* _Given request_:
Write out, word for word, the part of the personal essay below about the website scare that starts at "I made a few" and ends at "off socials anyway.".

What? I already felt I paid too much for a basic site. I figured this might be the end of my website, so I disabled the few plug-ins I had left and went to bed despondent. I’d just figured out my newsletter (yay Substack!) and now my website was going to crash?
Fearful, I opened the site this morning and . . . it was working just fine.
I made a few tweaks to the home page, and they worked. I approved some comments and replied to comments, and they worked. There are no longer any links to my socials because I deactivated the plug-in but fine. I’m weaning off socials anyway.
I was relieved, of course, but in the back of my mind I know I need to take action. Failing to take action might have caused this break. Perhaps I didn’t adequately address updates. I didn’t learn how to code or hire someone with those skills to do the work for me. I shoe-stringed and held my breath. I didn’t move to a less intricate web builder and hosting platform.
In other words, I created a vacuum. It nearly cost me. Now I realize this was a wake-up call to take action, and I have to believe focusing on a clear vision will lead me to make smart choices.
Steps for Moving Forward
Maybe you’re experiencing similar confusion or have in the past. It’s pretty much guaranteed we’ll all have doubts and missteps and lack of directions from time to time.
Here are some steps I’m going to use to move forward.
First, I’m going to get into a regular exercise and healthy eating routine. Eating fewer carbs–especially sugar and pasta–usually helps with any brain fog I’m experiencing. Movement also helps.

* _Dataset content_:

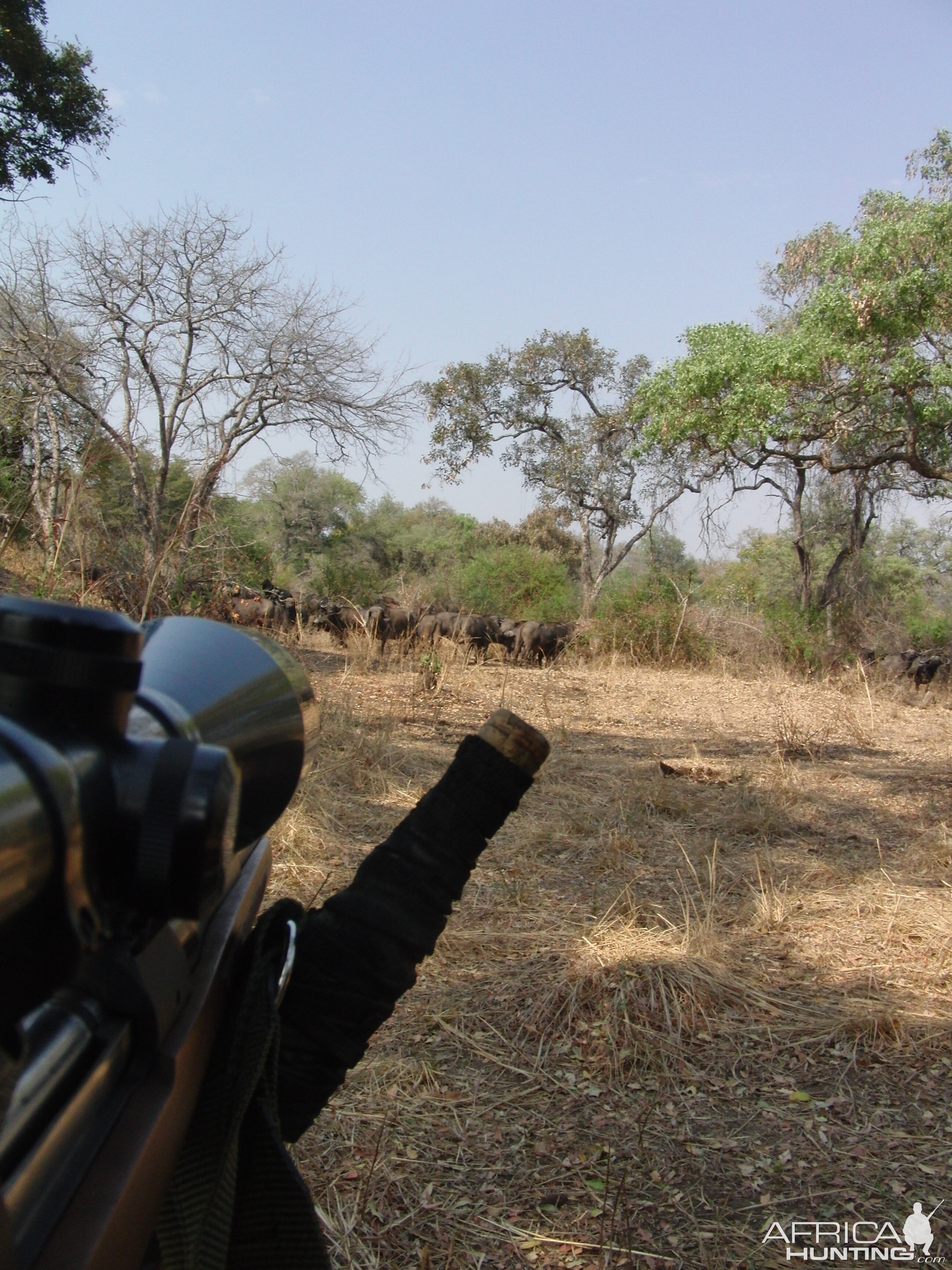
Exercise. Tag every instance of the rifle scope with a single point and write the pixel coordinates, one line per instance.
(139, 765)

* _Final answer_:
I made a few tweaks to the home page, and they worked. I approved some comments and replied to comments, and they worked. There are no longer any links to my socials because I deactivated the plug-in but fine. I’m weaning off socials anyway.